# AVAILABLE DATA
%%
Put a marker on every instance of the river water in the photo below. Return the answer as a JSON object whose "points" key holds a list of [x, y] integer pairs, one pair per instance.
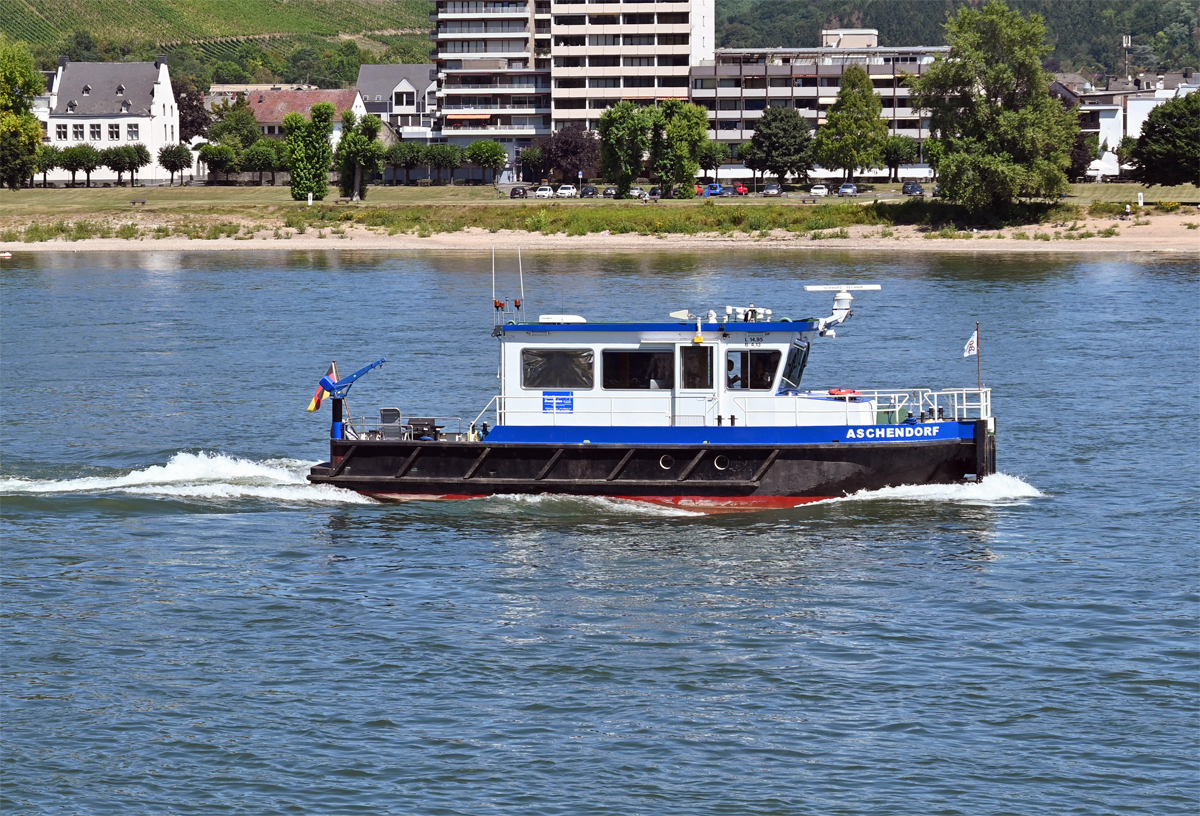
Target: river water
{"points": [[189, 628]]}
%%
%%
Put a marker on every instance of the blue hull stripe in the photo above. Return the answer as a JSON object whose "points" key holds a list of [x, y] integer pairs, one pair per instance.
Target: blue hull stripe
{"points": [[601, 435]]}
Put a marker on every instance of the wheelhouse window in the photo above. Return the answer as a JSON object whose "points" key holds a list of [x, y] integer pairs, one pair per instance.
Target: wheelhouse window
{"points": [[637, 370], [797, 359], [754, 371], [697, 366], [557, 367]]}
%%
# TO DO
From the data above, copy each line that holds "list".

# EXERCISE OUTPUT
Put a marker on every instance of the river water in the photo below. Return the answer as a JSON object whose "points" key holds a list of [x, y] integer pairs, one pair per instance.
Put a marker on every instance of the blue hull stripe in the photo above. Return the answer as a JSON object whose "points" key holds a list of [x, y] integer pairs, one pair per instance.
Put a marker on every instance of the wheelhouse window in the photo above. Return the answer as a JSON object whose "points" key holds a list of [x, y] integer pairs, one pair per instance.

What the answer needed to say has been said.